- [Brief] Copy out the records below exactly as they appear.

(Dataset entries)
▼
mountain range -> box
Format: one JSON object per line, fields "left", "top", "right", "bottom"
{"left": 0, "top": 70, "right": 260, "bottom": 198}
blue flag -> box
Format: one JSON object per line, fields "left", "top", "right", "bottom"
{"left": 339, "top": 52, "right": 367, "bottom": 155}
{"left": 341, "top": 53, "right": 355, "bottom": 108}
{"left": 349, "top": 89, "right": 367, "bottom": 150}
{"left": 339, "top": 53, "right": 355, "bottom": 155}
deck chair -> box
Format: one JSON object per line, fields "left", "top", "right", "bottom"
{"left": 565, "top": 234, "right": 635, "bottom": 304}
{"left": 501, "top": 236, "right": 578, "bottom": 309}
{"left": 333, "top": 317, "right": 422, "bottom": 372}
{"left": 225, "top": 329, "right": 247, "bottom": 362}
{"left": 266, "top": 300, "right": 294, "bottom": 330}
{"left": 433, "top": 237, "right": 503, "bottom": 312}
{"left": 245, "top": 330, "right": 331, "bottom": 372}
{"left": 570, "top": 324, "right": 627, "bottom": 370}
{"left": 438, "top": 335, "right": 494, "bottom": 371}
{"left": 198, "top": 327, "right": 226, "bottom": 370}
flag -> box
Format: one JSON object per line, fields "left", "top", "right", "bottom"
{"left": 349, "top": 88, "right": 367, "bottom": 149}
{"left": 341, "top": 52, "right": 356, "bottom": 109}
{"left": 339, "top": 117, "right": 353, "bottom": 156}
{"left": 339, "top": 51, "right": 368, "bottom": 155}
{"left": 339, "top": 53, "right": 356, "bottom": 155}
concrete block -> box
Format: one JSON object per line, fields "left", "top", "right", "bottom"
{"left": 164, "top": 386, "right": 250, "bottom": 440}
▲
- [Result for this task]
mountain range -> box
Format: one JSON object per line, fields "left", "top", "right", "bottom"
{"left": 0, "top": 70, "right": 260, "bottom": 198}
blue flag -> box
Format: one JSON object per line, fields "left", "top", "right", "bottom"
{"left": 339, "top": 52, "right": 367, "bottom": 155}
{"left": 341, "top": 53, "right": 355, "bottom": 108}
{"left": 349, "top": 89, "right": 367, "bottom": 150}
{"left": 339, "top": 53, "right": 355, "bottom": 155}
deck chair -> box
Format: one JSON object per line, fields "left", "top", "right", "bottom"
{"left": 565, "top": 234, "right": 635, "bottom": 304}
{"left": 501, "top": 236, "right": 578, "bottom": 309}
{"left": 333, "top": 317, "right": 422, "bottom": 372}
{"left": 225, "top": 329, "right": 247, "bottom": 362}
{"left": 266, "top": 300, "right": 294, "bottom": 330}
{"left": 433, "top": 237, "right": 503, "bottom": 312}
{"left": 245, "top": 330, "right": 331, "bottom": 372}
{"left": 570, "top": 324, "right": 627, "bottom": 370}
{"left": 438, "top": 335, "right": 494, "bottom": 371}
{"left": 198, "top": 327, "right": 226, "bottom": 370}
flag -> box
Format: one JSON object per line, fields "left", "top", "right", "bottom"
{"left": 349, "top": 88, "right": 367, "bottom": 149}
{"left": 341, "top": 52, "right": 356, "bottom": 109}
{"left": 339, "top": 117, "right": 353, "bottom": 156}
{"left": 339, "top": 51, "right": 368, "bottom": 155}
{"left": 339, "top": 53, "right": 356, "bottom": 155}
concrete block -> box
Format: one JSON object per line, fields "left", "top", "right", "bottom"
{"left": 164, "top": 386, "right": 250, "bottom": 440}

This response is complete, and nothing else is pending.